• [Passage for review]:
[Start of section]
And if the care home sector should “collapse”, as predicted in the report by ResPublica last year, it will be the NHS that will have to meet the needs of the care home population. We recognised very early in the life of our Vanguard that it provided us with an ideal opportunity to work with partners to consider the future workforce requirements for the sector in the face of these challenges.

Balance this with the way telemedicine can support care homes to deliver safe proactive care, and we are at a starting point for considering a completely different staffing model for care homes. We are working hard to instil a sense of belonging and ownership of this workforce strategy among the care homes themselves, wedded to a reassurance that we will be there to support them.

The strategy focuses on a new vision for care homes in light of the telemedicine hub and what this means for the workforce of the future in terms of immediate training needs, recruitment and selection, longer-term training and development requirements, culture and leadership, and new roles and skill mix.

Getting this right is essential if we are to deploy the right resources at the right time for the people we care for.

The power of telehealth

One of the greatest surprises has been how well the vast majority of elderly care home residents has adapted to talking with a nurse through a video link. Most have not batted an eyelid at the prospect of sharing their stories over the video link – perhaps showing up some of us in the next generation for our slow adaptation to technology and digital applications.

Telemedicine has a proven track record of success. Take, for example, one of our care home residents who recently reported having severe chest pain, was short of breath and looked grey.

After a full assessment carried out by clinicians over the video link, his condition was diagnosed as nothing more serious than trapped wind. What initially was feared to be a suspected heart attack, requiring blue-light transfer to A&E, was resolved with some warm peppermint tea and paracetamol.

Overcoming challenges

Our Vanguard relies on the support of a wide range of partners – three acute trusts, three local authorities, two community and mental health providers, more than 130 GP practices, a number of third-sector organisations, universities and colleges and more.

It is perhaps the sheer scale of our Vanguard and the diversity of our partners that handed us an early challenge – bringing all of these stakeholders together and arriving at a consensus.
[End of section]
Source data:
[Start of section]
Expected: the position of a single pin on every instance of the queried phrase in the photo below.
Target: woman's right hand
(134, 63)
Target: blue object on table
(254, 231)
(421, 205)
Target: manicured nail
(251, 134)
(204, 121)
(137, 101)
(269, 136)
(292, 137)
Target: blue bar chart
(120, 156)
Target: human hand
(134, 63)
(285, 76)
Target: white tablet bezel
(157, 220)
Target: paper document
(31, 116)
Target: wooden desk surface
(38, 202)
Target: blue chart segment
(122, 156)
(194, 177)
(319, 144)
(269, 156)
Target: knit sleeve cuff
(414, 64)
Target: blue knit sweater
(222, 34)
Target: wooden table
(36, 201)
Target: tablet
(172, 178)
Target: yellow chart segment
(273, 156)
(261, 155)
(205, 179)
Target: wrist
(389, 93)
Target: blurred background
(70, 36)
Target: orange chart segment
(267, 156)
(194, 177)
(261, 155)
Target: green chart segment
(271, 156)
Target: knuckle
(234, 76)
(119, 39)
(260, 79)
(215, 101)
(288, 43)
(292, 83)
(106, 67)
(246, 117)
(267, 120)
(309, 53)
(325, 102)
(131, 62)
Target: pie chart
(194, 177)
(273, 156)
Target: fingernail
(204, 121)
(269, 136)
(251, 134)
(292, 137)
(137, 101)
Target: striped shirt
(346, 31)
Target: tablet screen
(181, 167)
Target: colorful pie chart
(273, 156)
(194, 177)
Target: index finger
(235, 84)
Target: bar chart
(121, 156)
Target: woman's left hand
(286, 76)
[End of section]
[Start of section]
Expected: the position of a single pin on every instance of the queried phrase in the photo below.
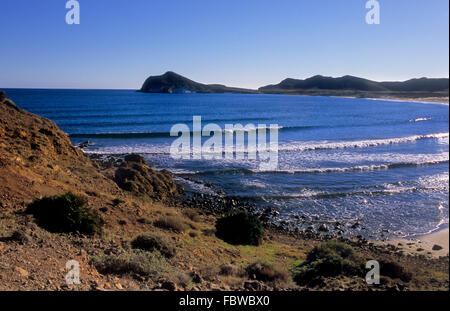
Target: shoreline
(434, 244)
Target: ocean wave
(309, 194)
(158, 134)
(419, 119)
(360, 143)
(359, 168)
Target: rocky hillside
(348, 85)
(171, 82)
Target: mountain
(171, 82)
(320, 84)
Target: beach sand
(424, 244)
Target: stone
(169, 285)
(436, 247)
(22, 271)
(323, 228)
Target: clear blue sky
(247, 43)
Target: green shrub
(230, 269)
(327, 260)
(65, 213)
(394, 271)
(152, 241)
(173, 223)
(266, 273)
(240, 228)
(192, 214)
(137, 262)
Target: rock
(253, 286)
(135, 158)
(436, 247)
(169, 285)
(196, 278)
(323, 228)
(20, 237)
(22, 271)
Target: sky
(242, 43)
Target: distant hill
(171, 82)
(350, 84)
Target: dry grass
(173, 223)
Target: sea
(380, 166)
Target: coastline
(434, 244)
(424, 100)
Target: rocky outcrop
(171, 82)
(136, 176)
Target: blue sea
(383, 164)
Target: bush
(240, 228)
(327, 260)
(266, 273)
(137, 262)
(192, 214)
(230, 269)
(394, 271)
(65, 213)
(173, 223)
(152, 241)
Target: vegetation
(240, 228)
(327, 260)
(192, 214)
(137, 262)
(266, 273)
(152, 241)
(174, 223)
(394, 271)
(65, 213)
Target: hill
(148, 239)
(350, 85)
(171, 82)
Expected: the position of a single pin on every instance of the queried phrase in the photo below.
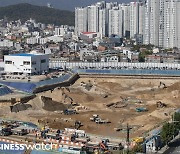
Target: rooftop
[End of section]
Extend the text on the care home Vanguard and telemedicine, picking up after its final sentence.

• [Answer to this task]:
Differences in knowledge, understanding, priorities, ways of working and even language added to the sheer complexity of what was in front of us.

Not everyone has been on the same page at the same time, but through a shared view that we need to be radical in the way we reconsider and redesign how we work together to provide care for the most elderly and frail in our society, we are making significant progress.

Another great challenge of our Vanguard is to demonstrate that telemedicine really can work at scale, and can fit with and support local primary and community services as they undergo significant transformation.

This isn’t about taking over from GPs, district nurses and specialist teams. It is about how we work together as a health and social care system and use different approaches to meet the ever-growing demands of our population.

Telemedicine is knowledge-based and transferable; it is not bound by the limitations of buildings and can be used to support different patient cohorts, different age groups and disease cohorts. It can link with other digital and technical applications to keep people safe and well, and in control of their own health. Working as part of the family of Vanguards over the past year has been inspiring – there are 50 work programmes – and we are learning and sharing with others and keeping each other motivated and enthused when the challenges seem insurmountable.

This shared approach feels like new ground for the NHS, but it is imperative if we are going to be able to continue to drive and innovate in the face of the current financial challenges.

The views presented in this blog are those of the author and do not necessarily represent the views of the Nuffield Trust.